=== Provided passage ===
Cabin Therapy - Design is Everywhere even in small town of Danforth, Maine

Cabin therapy would be the equivalent of Apartment Therapy for those stuck in a wooden box somewhere in a wooded area.   So I thought I'd share some of my saved and recycled designs with you.
Someone's old cabinet door makes a great folk art sign in my cabin.  These are the types of signs that hang in these parts of the woods.
Years ago, you could drop off things at the dump and casually walk by the "dump pile" and sneak something off you needed.  Modern day "containers" and new rules have eliminated that.
Old Pal fishing pail, (dented up) and Old Fishing net (ripped and bent) make pretty artifacts on the wall.  I cleaned them up and shellac'ed up the handle.  Little wooden flowers are stuck in the net, making visitors ask is it for fishing, or butterfly catching?
Old fishing basket with old lures attached.  An upcycled branch part keeps it leaning to one side.
I remember being crazy and dumb and riding my bike down the dump road after hours, just to pick the trash piles.  I was very lucky, because there was a huge risk of getting mauled by a black bear, which I didn't realize until many years later, when I saw them eating all over the place at the dump.

Old Yardstick adorns the wall.
Probably hung in an MVA at one time.
Martha herself couldn't have found a better gem in the trash!

Not everything is found at the dump.  Some things were upcycled on purpose.
Upcycled wood makes a great table.  Mallard duck made by yours truly.
 My father called me as he was remodeling an old cabin here in town.  The owner wanted the original timbers ripped out of his kitchen ceiling and new "crappy" faux stuff put in.  He told my father to put the wood out for the burn pile or to take it with him.  My father called me right way, since he knew I was an upcycler.  These boards are most likely from 1900-1920, having been protected by paneling for yeas. My husband made this great table out of the wood, as well as a few more in our camp.   Also parts on it were leftover from some original handmade kids' wooden bunkbeds we found in an old home in Baltimore and couldn't bear the thought of throwing out. We tried to give them away, but no one wanted them, so we kept the wood for other projects.  (*The mallard duck I made myself in the 7th grade! )

Mod old firewood rack came out of Baltimore, was rusty and I painted it and hauled it 800 miles to it's new home.
One of the few things I actually "bought" at a salvage shop, it was $19 and busted up inside, I don't know why I fell in love with it.  Maybe because I have never seen enamelware turkey pans.  It probably came out of Canada as it was found close to the border.

Some things were left here by the previous owner, and I found them to be both nostalgic of the house history, and decided to keep them here. This cool old ski was his son's.

This old boat bumper buoy thing-a-majig I had to hang on the wall.
===
To do: Could you reproduce the cabin therapy text, starting at "Mod old firewood" and stopping after "hang on the wall.", but swap "firewood rack" for "log holder"? The lines have no connection to the cabin therapy text.
=== Dataset extract ===
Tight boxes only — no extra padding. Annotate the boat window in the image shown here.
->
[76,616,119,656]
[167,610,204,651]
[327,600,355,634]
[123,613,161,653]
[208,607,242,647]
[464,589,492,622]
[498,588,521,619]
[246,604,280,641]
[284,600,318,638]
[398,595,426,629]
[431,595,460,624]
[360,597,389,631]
===
Response area:
Mod old log holder came out of Baltimore, was rusty and I painted it and hauled it 800 miles to it's new home.
One of the few things I actually "bought" at a salvage shop, it was $19 and busted up inside, I don't know why I fell in love with it.  Maybe because I have never seen enamelware turkey pans.  It probably came out of Canada as it was found close to the border.

Some things were left here by the previous owner, and I found them to be both nostalgic of the house history, and decided to keep them here. This cool old ski was his son's.

This old boat bumper buoy thing-a-majig I had to hang on the wall.